* **Texte fourni**
Mal se préparer à la Guerre

 

En 1868 , la France avait la « meilleure » armée d’Europe selon de nombreux experts. Cette évaluation partait d’un constat pragmatique sur l’efficacité au combat de l’armée française. La France avait engagé son armée dans le monde entier du Mexique, à l’Indochine en passant par l’Algérie, l’Italie, la Crimée etc. Fière d’une expérience opérationnelle riche et de la réputation de ses chefs, la France s’engagea confiante dans la guerre contre la Prusse. « Il ne manquait pas un bouton de vareuse » à cette armée. Mais dés le départ, la guerre ne fut qu’une série d’échecs. Finalement, une partie de l’armée est encerclée à Metz et l’autre est vaincue à Sedan.

Comment se fait-il que cette armée si puissante a été écrasée aussi rapidement ? Diverses analyses de la réalité, bien après la guerre, révélèrent que l’armée française, loin d’être parfaite, avait vécu sur une image surfaite en raison de victoires sur des adversaires bien moins puissants qu’elle. A l’époque, l’Autriche et la Russie ne furent vaincues qu’avec l’aide de l’Italie et de l’Angleterre. Les chefs étaient nommés au grade les plus élevés surtout en raison de leur courage personnel et de la chance qu’ils avaient eue (d’ailleurs, c’est ainsi que furent nommés beaucoup de généraux sous la Révolution ou l’Empire) plus que pour leurs compétences à gérer, organiser, planifier, commander les armées qu’il leur étaient donné de diriger.

* **Données recueillies**
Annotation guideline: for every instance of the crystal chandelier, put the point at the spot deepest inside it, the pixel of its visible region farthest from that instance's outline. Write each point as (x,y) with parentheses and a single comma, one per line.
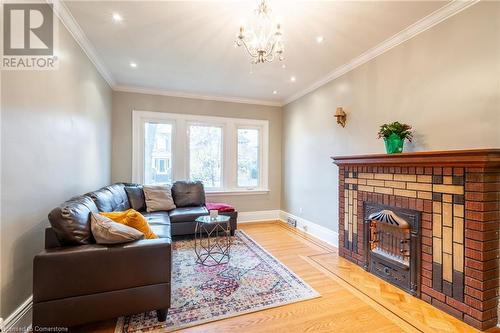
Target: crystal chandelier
(264,39)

* **Consigne 1**
Répondez à ces questions sur le texte consacré à l'armée française face à la Prusse :
(a) En quelle année la France avait-elle, selon de nombreux experts, la « meilleure » armée d'Europe ?
(b) Dans quelle ville une partie de l'armée est-elle encerclée ?
(c) Avec l'aide de quels pays l'Autriche et la Russie furent-elles vaincues ?
* **Consigne 2**
Réécrivez le passage du texte sur l'armée française face à la Prusse qui commence par « Comment se fait-il » et se termine par « donné de diriger. », en mettant « bravoure » à la place de « courage personnel ».
* **Consigne 3**
Prolongez le texte sur l'armée française face à la Prusse à partir de l'endroit où il s'arrête.

* **Réponse 1**
(a) En 1868.
(b) À Metz.
(c) Avec l'aide de l'Italie et de l'Angleterre.

* **Réponse 2**
Comment se fait-il que cette armée si puissante a été écrasée aussi rapidement ? Diverses analyses de la réalité, bien après la guerre, révélèrent que l’armée française, loin d’être parfaite, avait vécu sur une image surfaite en raison de victoires sur des adversaires bien moins puissants qu’elle. A l’époque, l’Autriche et la Russie ne furent vaincues qu’avec l’aide de l’Italie et de l’Angleterre. Les chefs étaient nommés au grade les plus élevés surtout en raison de leur bravoure et de la chance qu’ils avaient eue (d’ailleurs, c’est ainsi que furent nommés beaucoup de généraux sous la Révolution ou l’Empire) plus que pour leurs compétences à gérer, organiser, planifier, commander les armées qu’il leur étaient donné de diriger.

* **Réponse 3**
L’armement étaient moderne et même novateur (comme la mitrailleuse Reffye), mais les personnels n’avaient pas su l’exploiter comme ils auraient dû le faire. Le manque d’exercices de l’état-major, de manœuvres réelles ainsi que le manque de capacités de mobiliser et d’équiper les mobilisés, firent que l’armée française fut écrasée. La réalité était très simple : les réformes engagées arrivaient trop tard, et l’armée n’était pas prête à faire la guerre.

En 1913, la situation de l’armée est presque la même qu’auparavant : il n’y a pas d’artillerie lourde, des « influenceurs » de l’époque critique la mitrailleuse pour sa trop grande consommation de munitions. Mais la France et son armée était ouvertes aux nouveautés et, malgré des dogmes dits républicains, les hommes peuvent communiquer. Après de nombreux déboires et les offensives catastrophiques du début de la guerre, l’armée française remplace plus de 40% de ses chefs. Des mesures rapides et surtout un énorme effort de remontée d’expérience par la base et par les chefs font que l’armée va se réformer pendant toute la guerre pour, en 1918, être une armée redoutable, impeccablement équipée et entraînée qui va remporter la victoire que l’on connaît, mais à quel prix.


Aujourd’hui, quel est l’état de l’armée française ? Notre armée est de nouveau qualifiée de « première armée d’Europe » grâce à sa grande expérience opérationnelle. Mais la France n’a pas vécu de conflit de haute intensité ou, du moins, contre un adversaire symétrique, depuis la guerre du Golfe de 1991. L’armée a été engagée sur de multiples théâtres, mais toujours contre des adversaires asymétriques. Etant donné l’effort financier, les résultats sont moyennement satisfaisants. La France a dû abandonner l’Afghanistan ; le Mali, le Niger et le Burkina Faso l’ont chassée de chez eux.

L’armée française est organisée et équipée pour la guerre asymétrique. Les véhicules du programme SCORPION sont protégés contre les IED, les mines, les tirs d’armes légères. Les soldats français sont habitués à s’installer dans d’immenses camps fortifiés ; le camouflage et la discrétion sont pour beaucoup encore des vues de l’esprit. La logistique française se déplace en long convois sans crainte de menaces aériennes. Enfin, il n’y a pas de discrétion électromagnétique ni de brouillage.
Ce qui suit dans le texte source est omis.